EXTRACT:
=== Begin Enclosure ===
Activists who claim that noise from the turbines on wind farms makes people sick are being challenged by new research done in Australia.
Head of medicine at Adelaide University, Professor Gary Wittert, carried out a detailed study of medical prescriptions dispensed to people living close to wind farms and those living further away from them.
Professor Wittert said he decided to carry out the study after claims by Dr Sarah Laurie, the medical director of the Waubra Foundation, that anecdotal evidence suggested people living close to wind farms were suffering headaches, high blood pressure and sleeplessness.
And he says his analysis of Public Benefit Scheme medical data did not show that people living near wind farms were taking more medication.
“There is no hint of any effect on a population basis for an increased use of sleeping pills or blood pressure or cardiovascular medications whatsoever,” he said.
The study, which is yet to be peer-reviewed, compared results of key health-related data for people who lived within a 10-kilometre radius of a wind farm and those living in an area more than 10km away.
In tonight’s Four Corners program, Professor Wittert tells reporter Andrew Fowler the study involved 10,000 people across four wind farm areas in Victoria and South Australia: Waubra; Yambuk; Snowtown; and Hallett Hill.
In tonight’s program several people explain how their lives have been changed forever because of the noise generated by wind turbines near their homes.
In one case a farmer with a long history in the Waubra district tells how the turbines have given him headaches that make him feel like the skin on his head is being stretched tight.
As a result of this he has decided to leave his farmhouse and move to a home in the town, where he says his health will not be affected.
But other medical experts have warned there is a danger people can attribute symptoms like headaches and sleeplessness to the turbines without any real proof.
Professor Wittert said the work was a “preliminary look” and the university would send the research for peer review “as soon as it’s fully analysed”.
Professor Wittert has given evidence in a court case on behalf of Acciona, a wind farm company, but he said his new research was independently funded.
Earlier this year a parliamentary committee handed down a recommendation that the National Health and Medical Research Council carry out further work on any possible link between turbine noise and sickness.
The chair of the committee, Senator Rachel Siewert, said the committee had found that there had been adverse health effects on people living close to wind farms, but the committee also found the outcomes were not necessarily associated with noise or vibrations that the wind turbines create when they are generating electricity.
=== End Enclosure ===
INPUT DATA:
=== Begin Enclosure ===
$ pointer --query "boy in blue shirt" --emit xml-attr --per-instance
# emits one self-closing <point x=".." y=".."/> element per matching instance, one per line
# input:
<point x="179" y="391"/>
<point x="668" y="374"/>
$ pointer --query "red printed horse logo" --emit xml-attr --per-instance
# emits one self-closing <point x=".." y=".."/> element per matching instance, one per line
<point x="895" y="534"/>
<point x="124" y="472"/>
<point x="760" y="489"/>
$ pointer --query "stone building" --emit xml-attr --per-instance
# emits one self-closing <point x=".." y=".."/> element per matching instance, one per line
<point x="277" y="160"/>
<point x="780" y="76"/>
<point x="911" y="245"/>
=== End Enclosure ===
USING THE INFORMATION:
- a) Answer these questions from the wind farm article, one answer per line:
(i) How many people did the study involve?
(ii) Which organization has Dr Sarah Laurie as its medical director?
(iii) Who chaired the parliamentary committee?
- b) Please return the part of the wind farm article between "As a result" and "any real proof.", inclusive, copied word for word.
None of the entries has any bearing on the wind farm article.

TASK-BY-TASK OUTPUTS:
- a)
(i) 10,000 people
(ii) The Waubra Foundation
(iii) Senator Rachel Siewert

- b)
As a result of this he has decided to leave his farmhouse and move to a home in the town, where he says his health will not be affected.
But other medical experts have warned there is a danger people can attribute symptoms like headaches and sleeplessness to the turbines without any real proof.